Image-grounded pointing data
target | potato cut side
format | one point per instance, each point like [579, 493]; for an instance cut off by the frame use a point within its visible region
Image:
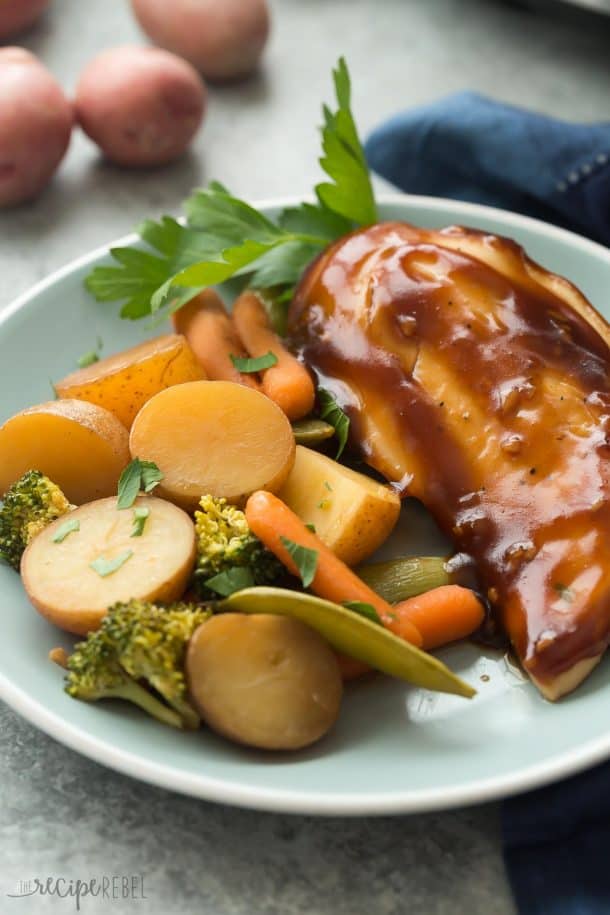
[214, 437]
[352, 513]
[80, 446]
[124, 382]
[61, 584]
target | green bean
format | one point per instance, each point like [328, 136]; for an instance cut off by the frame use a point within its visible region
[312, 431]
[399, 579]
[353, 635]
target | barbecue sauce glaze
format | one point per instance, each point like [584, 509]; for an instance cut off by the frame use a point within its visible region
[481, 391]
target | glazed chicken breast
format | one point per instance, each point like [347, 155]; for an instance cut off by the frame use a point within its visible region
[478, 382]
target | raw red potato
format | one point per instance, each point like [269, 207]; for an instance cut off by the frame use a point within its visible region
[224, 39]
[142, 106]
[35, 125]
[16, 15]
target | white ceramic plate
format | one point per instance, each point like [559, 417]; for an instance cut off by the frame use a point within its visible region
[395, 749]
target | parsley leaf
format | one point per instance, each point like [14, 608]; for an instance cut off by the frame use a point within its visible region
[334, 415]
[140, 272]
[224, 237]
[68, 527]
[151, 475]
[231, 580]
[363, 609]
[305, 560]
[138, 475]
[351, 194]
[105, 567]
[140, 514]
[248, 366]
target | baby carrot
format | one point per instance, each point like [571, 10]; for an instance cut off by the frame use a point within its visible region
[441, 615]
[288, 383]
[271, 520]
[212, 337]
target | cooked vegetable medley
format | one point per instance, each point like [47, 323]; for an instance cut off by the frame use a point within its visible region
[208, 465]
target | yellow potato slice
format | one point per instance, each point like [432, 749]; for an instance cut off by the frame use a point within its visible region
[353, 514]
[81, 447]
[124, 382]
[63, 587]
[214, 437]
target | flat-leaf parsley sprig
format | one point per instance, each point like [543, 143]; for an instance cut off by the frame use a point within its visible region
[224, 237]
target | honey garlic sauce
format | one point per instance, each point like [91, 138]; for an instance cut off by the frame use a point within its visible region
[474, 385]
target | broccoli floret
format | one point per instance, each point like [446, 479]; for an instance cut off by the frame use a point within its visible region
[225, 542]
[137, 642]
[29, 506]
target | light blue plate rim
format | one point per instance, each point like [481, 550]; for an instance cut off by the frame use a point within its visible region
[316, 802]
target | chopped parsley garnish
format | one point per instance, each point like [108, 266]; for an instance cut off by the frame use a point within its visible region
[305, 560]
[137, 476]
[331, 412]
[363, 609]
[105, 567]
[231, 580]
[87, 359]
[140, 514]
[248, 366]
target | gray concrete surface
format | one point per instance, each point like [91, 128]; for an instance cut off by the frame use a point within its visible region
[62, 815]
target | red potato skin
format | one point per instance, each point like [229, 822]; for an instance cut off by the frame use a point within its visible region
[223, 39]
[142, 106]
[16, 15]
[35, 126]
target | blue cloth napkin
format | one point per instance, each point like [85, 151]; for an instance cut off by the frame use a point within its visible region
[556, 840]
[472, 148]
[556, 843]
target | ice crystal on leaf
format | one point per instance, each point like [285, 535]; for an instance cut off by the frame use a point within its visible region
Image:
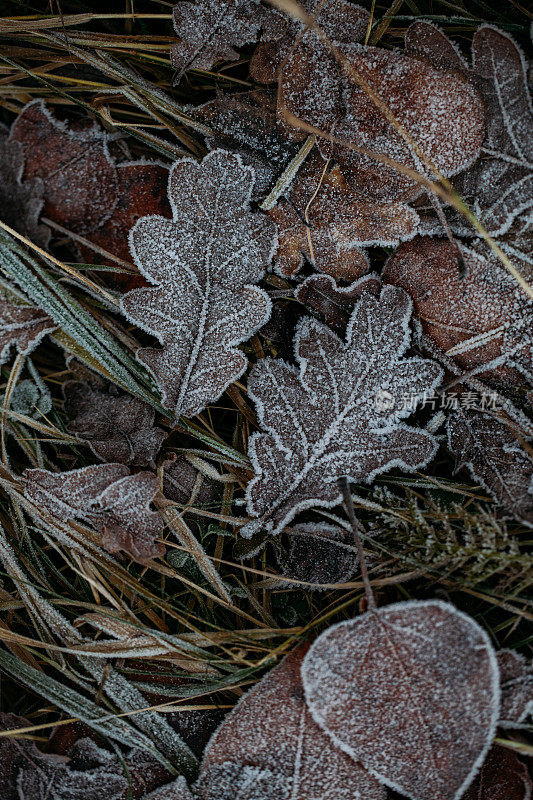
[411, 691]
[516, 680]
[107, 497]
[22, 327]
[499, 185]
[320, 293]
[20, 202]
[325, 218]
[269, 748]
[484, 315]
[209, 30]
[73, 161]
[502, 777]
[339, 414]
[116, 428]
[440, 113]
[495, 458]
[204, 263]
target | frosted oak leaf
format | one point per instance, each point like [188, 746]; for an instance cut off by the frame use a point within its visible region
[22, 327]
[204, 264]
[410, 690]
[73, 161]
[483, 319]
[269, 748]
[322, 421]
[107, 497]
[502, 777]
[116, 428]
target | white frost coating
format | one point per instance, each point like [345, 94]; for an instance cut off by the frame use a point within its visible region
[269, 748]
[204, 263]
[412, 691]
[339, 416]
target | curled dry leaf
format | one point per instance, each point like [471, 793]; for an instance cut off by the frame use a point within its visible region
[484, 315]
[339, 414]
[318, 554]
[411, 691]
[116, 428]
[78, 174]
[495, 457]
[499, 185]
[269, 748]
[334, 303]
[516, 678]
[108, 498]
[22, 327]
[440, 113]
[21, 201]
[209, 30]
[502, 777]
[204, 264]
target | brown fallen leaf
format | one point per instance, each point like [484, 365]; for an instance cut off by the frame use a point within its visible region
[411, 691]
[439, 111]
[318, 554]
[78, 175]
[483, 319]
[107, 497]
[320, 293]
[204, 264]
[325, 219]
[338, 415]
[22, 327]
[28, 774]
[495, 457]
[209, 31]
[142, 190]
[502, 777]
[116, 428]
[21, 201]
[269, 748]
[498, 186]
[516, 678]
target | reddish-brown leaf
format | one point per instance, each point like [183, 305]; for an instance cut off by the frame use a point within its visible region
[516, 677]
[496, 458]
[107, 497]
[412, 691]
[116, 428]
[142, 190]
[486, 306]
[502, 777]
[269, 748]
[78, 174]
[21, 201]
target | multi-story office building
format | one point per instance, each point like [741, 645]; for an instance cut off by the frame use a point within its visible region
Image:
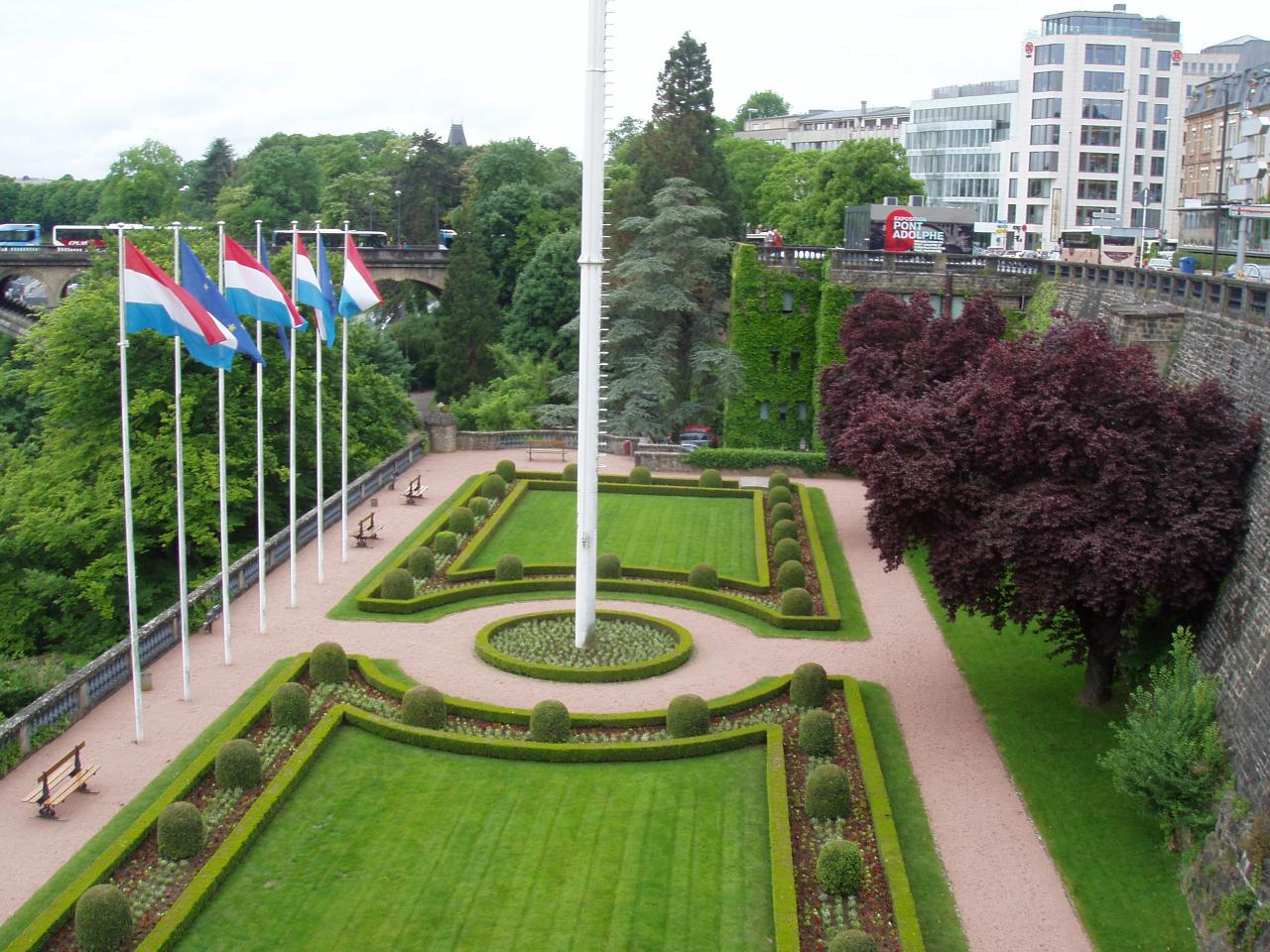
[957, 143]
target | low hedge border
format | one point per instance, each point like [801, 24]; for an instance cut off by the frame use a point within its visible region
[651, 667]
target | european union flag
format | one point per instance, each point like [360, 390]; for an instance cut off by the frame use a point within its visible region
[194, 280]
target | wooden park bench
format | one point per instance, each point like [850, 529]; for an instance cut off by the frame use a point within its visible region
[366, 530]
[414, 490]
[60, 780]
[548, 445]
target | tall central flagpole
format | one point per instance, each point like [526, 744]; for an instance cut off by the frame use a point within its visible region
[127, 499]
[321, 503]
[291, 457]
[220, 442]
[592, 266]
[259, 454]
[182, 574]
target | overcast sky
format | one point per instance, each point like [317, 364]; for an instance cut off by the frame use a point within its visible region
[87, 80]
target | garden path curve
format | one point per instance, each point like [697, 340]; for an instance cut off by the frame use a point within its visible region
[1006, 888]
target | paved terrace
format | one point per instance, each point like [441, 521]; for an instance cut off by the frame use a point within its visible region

_Problem to solve_
After locating the line holding "target | white ceramic plate" above, output exactly that line and every line after it through the line holding "target | chopped parsley garnish". Include nothing else.

_Written solution_
target | white ceramic plate
format | one point per instance, each point like [559, 417]; for an instance cut off by the frame use a point within its visible region
[395, 749]
target | parsley leaf
format | one point per instance, each point like [14, 608]; for an instance cut off by the frame use a point within its visible region
[334, 415]
[140, 272]
[224, 237]
[68, 527]
[151, 475]
[231, 580]
[363, 609]
[305, 560]
[138, 475]
[351, 194]
[105, 567]
[140, 514]
[248, 366]
target | baby carrot
format | one point per instance, each point like [571, 10]; for an instance cut off by the frame use a point within its visible region
[441, 615]
[288, 383]
[271, 520]
[212, 337]
target | cooked vegetable medley
format | one point per instance, each point like [47, 323]; for an instance cut off by the frame use a point within its visible region
[208, 465]
target | yellow potato slice
format | one point per instance, each point like [432, 749]; for an instance cut off by the frame use a point within its visible region
[353, 514]
[81, 447]
[124, 382]
[63, 587]
[214, 437]
target | flat-leaf parsley sprig
format | one point per instance, each point like [543, 143]; for an instance cut off by the frame use a point within its visible region
[224, 237]
target | honey garlic sauce
format | one point per instance, each point like [91, 138]; for an instance cut off by the frame use a point within its visible region
[474, 385]
target | broccoli floret
format | one point per instance, each point like [446, 479]; for an instance cut off by the frame use a point within its visible region
[225, 542]
[137, 642]
[29, 506]
target | light blue plate rim
format | one point per instance, each point like [481, 550]; for an instance cut off by the frame use a point within its visible region
[316, 802]
target | chopped parsley garnish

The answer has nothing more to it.